Dataset items:
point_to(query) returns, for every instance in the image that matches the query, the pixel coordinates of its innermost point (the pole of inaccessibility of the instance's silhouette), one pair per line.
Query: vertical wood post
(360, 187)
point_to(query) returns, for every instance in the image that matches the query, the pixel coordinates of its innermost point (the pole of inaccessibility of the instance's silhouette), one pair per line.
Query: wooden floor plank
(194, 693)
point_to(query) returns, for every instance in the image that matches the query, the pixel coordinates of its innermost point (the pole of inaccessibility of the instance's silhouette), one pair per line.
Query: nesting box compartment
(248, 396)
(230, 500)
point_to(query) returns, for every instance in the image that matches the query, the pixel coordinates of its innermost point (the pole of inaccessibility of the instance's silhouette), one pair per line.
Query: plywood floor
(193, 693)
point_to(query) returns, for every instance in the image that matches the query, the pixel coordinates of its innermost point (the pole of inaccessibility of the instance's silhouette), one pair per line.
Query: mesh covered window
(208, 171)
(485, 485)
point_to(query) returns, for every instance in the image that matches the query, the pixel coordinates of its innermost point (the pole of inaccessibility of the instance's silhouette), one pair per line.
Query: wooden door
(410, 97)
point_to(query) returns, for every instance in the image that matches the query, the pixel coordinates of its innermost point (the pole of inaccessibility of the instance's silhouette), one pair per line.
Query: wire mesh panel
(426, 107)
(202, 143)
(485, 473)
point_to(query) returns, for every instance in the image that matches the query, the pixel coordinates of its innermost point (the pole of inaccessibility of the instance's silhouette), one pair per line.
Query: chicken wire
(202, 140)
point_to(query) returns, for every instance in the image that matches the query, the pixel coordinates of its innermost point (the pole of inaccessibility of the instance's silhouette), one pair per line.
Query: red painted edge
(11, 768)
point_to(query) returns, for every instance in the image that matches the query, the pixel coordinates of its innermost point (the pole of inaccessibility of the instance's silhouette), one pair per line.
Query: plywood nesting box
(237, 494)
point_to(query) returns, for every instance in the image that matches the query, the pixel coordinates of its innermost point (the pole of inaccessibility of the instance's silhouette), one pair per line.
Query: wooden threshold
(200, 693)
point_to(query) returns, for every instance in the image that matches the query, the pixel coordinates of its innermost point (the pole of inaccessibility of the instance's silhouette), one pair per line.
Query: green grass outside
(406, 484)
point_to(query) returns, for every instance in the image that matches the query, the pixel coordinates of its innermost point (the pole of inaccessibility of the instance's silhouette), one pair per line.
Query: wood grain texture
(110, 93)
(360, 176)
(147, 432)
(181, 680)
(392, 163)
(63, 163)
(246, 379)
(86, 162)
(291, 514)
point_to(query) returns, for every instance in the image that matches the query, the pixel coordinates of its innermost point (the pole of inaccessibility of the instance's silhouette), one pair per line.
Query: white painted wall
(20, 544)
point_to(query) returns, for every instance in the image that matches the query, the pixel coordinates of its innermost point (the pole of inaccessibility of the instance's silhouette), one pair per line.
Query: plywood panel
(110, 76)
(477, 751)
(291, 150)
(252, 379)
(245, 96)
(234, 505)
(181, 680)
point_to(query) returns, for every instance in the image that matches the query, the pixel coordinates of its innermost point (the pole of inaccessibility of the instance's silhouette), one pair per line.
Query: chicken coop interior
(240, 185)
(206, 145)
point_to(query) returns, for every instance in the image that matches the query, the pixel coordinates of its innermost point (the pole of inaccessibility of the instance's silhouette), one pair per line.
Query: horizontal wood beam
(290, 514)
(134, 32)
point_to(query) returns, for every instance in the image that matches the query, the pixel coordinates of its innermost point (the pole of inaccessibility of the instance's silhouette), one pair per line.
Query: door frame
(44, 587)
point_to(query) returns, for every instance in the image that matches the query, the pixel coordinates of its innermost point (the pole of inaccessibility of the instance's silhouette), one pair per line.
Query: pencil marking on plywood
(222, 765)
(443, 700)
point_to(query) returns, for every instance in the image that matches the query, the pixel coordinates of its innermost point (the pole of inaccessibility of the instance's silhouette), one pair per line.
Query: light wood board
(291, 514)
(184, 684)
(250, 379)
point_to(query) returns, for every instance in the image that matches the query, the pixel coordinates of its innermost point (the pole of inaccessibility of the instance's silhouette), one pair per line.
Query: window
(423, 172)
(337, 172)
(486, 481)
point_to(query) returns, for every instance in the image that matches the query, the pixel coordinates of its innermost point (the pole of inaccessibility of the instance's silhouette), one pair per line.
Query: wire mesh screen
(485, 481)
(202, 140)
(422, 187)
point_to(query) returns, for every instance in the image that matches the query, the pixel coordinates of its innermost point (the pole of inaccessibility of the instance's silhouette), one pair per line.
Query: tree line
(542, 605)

== Directions for this task ==
The records above should be duplicated in full, exactly as given.

== Task solution ==
point_to(query) returns, for every instance in the image that matches the query, the pixel coordinates of its innermost point (the pole of inaccessibility of the instance's silhouette), one pair per line.
Query: vertical wood post
(360, 187)
point_to(query) returns, for every instance in the image that matches the query, the pixel coordinates of its innermost point (the pole of inaccessibility of the instance's silhouette), one pair per line.
Query: wooden floor plank
(194, 693)
point_to(query) returns, for every instance in the image that matches the query, the pixel coordinates of its innermost point (the pole of inaccessibility of the instance's silhouette), one pair per line.
Query: nesting box compartment
(248, 396)
(230, 500)
point_to(query) returns, for every instance in the image that matches the query, the pixel coordinates of its innermost point (the pole of inaccessibility of the instance's silhouette), one pair per line.
Query: plywood floor
(193, 693)
point_to(query) returns, for every instance in the image that matches the query, the pixel coordinates of its innermost point (the pole of inaccessibility of the instance's silhouette), one pair per line.
Query: mesh covered window
(208, 171)
(485, 485)
point_to(query) returns, for every instance in the image that matches the query, the pixel coordinates of its innermost point (the pole of inaccessibility of the instance's silhouette), one pair per line.
Query: wooden door
(410, 97)
point_to(query) returns, for every instance in the image that matches the query, the pixel coordinates of its innermost point (the pole of inaccessibility of the instance's silhouette), one pair per line.
Query: wire mesh panel
(426, 107)
(202, 143)
(485, 473)
point_to(query) returns, for every instance in the image that matches the query, the pixel coordinates of its innermost point (the pole of inaccessibility of the instance's silhouette), one pair per line.
Query: chicken wire
(202, 140)
point_to(query) returns, for every instance in the image that matches the query, the pixel coordinates of its innermost point (the pole of inaccessibility of the instance's silhouette), one pair per line.
Query: red painted edge
(11, 768)
point_to(query) returns, for every instance in the image that matches the query, the pixel coordinates of its innermost point (the pole of inaccessibility of the instance's silhouette), one pair per line.
Query: plywood nesting box
(237, 494)
point_to(query) returns, for every instance in the image that matches the query, the pixel coordinates of its innermost point (the pole of inaccessibility of the instance's silhouette), one pair per line.
Query: wooden threshold
(200, 693)
point_to(query) returns, for every instance in the image that matches the query, the pixel coordinates of its innermost point (the pole of inaccessibility of the instance's silhouette), one pair per line.
Query: green grass outside
(406, 484)
point_to(query) returns, for every instance in the image that matches the query, the pixel coordinates of its innermost point (the pole of inaccessibility of the instance's silhouette), one pair per line.
Query: wood grain texture
(110, 93)
(360, 176)
(147, 432)
(181, 680)
(392, 163)
(63, 163)
(246, 379)
(86, 162)
(291, 514)
point_to(query) returns, for every instance in the image that matches the query, the pixel coordinates of its innermost point (the pole of inaccessibility of the instance's silhouette), one pair per line.
Query: white painted wall
(20, 544)
point_to(query) returns, for every instance in the image that matches the query, the pixel coordinates of its innermost point (the pole of inaccessibility of the instance's silhouette), one pair per line.
Query: plywood panel
(110, 76)
(477, 751)
(291, 150)
(252, 379)
(245, 96)
(234, 505)
(181, 680)
point_to(query) returns, for every instance in the image that matches the query, the pixel coordinates of its innermost point (the pole of inaccessibility of the instance's silhouette), one pair per line.
Query: chicken coop interior
(240, 185)
(206, 145)
point_to(query) returns, for every instance in the image that matches the query, the pixel coordinates of its innermost point (the pole of inaccessibility of the instance's silhouette), one pair per line.
Query: horizontal wood beam
(290, 514)
(134, 32)
point_to(query) returns, for every instance in the image that matches the query, the pixel coordinates of its innermost point (the pole of inaccessibility of the instance's silhouette), one pair per line.
Query: door frame
(44, 587)
point_to(query) returns, for every instance in the image that matches the query, the pixel coordinates of its innermost point (the pole of inaccessibility of the instance's silhouette), one pair per line.
Query: pencil marking on plywood
(222, 765)
(443, 700)
point_to(query) returns, for every instance in the image that matches the query, the pixel coordinates of its innermost point (the pole of inaccessibility of the instance's silhouette), one pair per line.
Query: light wood board
(291, 514)
(184, 684)
(250, 379)
point_to(query) returns, for every instance in the image that matches the query, the pixel coordinates of its innermost point (the pole of inaccessibility of the instance's silhouette), one pair per line.
Query: window
(423, 172)
(337, 172)
(486, 481)
point_to(query) returns, for every instance in the image that matches the query, the pixel coordinates of its innermost point (the pole of inaccessibility of the instance's silhouette), one pair per line.
Query: wire mesh screen
(485, 481)
(202, 140)
(422, 187)
point_to(query) returns, for every instance in the image that matches the query, the pixel coordinates of its innermost point (the pole of inaccessibility of the instance's silhouette), one pair per line.
Query: tree line
(542, 605)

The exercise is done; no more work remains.